**** Data for the task ****

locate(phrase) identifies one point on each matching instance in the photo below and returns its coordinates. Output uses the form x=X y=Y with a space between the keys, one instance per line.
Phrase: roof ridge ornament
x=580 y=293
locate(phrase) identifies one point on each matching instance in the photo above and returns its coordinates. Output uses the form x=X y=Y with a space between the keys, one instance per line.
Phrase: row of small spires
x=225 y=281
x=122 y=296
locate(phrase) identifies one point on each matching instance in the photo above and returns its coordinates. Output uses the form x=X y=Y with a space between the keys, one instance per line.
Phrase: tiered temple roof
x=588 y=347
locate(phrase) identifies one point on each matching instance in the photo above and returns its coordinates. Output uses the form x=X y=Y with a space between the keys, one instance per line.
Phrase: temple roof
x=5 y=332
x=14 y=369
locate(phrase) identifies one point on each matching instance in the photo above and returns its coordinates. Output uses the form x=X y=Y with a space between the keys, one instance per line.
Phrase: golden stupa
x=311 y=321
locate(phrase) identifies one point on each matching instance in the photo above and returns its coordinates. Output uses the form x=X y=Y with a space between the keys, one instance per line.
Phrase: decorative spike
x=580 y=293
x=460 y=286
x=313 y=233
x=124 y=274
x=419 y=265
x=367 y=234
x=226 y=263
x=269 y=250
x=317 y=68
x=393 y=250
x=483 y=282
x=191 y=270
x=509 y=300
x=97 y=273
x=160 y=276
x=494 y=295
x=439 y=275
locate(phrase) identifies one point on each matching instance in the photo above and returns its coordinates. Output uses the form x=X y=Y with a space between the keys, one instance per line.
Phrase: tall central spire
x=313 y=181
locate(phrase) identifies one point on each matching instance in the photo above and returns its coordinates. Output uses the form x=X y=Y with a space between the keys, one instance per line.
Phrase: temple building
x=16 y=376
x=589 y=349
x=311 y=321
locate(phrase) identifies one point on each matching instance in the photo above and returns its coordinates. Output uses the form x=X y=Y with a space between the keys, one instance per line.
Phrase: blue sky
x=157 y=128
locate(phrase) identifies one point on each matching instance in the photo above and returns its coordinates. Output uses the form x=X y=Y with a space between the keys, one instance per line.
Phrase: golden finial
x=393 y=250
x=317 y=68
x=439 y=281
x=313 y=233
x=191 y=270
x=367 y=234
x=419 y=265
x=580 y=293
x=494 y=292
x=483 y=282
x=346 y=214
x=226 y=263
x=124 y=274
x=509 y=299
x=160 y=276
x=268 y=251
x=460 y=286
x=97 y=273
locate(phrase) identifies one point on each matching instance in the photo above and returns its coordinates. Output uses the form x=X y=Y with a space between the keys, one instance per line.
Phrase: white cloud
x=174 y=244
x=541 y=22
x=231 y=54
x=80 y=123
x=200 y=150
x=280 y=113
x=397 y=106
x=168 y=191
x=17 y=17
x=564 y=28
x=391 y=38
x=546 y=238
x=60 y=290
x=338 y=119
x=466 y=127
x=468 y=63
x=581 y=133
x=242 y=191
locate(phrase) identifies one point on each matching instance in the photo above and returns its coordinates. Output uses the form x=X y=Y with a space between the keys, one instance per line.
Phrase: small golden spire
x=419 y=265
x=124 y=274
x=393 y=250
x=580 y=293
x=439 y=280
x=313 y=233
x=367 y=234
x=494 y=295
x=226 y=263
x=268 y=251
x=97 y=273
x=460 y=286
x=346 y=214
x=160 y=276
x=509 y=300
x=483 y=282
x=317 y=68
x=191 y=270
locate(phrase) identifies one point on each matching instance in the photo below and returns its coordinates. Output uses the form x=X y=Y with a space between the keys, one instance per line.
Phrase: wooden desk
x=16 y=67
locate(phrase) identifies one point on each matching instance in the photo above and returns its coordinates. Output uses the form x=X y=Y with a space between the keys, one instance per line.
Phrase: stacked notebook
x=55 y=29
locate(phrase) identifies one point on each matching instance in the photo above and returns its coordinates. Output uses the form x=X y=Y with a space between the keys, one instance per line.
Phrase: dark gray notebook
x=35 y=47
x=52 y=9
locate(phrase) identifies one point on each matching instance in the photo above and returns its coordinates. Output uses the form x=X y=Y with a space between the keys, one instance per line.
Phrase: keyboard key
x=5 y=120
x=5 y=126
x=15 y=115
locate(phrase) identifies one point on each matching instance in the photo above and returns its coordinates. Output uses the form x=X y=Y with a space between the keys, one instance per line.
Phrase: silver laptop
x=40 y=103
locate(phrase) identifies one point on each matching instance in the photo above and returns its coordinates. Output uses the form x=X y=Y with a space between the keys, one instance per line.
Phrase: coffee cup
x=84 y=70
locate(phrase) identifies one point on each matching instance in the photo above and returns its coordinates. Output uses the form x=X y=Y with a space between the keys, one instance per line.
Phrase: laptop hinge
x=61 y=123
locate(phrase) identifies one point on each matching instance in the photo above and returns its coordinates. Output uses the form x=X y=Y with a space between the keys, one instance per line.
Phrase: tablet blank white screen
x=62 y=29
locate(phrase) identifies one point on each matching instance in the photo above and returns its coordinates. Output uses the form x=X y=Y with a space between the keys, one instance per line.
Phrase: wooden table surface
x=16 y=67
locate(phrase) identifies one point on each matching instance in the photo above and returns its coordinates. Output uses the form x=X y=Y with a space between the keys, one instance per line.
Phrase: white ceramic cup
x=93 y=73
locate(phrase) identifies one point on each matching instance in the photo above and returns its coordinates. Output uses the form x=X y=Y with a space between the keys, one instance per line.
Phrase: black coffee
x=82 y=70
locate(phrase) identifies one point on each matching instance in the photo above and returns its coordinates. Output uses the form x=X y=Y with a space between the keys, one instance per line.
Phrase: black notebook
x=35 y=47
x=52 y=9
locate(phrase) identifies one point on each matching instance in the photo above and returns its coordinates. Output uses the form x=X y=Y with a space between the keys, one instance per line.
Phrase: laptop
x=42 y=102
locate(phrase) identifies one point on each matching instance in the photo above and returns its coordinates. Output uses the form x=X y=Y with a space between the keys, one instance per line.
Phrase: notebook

****

Work instruction —
The line containing "Phrase: black notebook" and all lines after it, to the end of the records, are to be output exactly and alone.

Output —
Phrase: black notebook
x=35 y=47
x=52 y=9
locate(phrase) identifies one point on each matching instance in the photo above and returns its coordinates. Output uses the form x=X y=Y with a space between the keys, one instance per line.
Phrase: laptop
x=42 y=102
locate(phrase) identifies one point on each matching instance in the photo above and returns its coordinates. Output uses the form x=X y=Y with a space between the keys, one instance per line.
Phrase: notebook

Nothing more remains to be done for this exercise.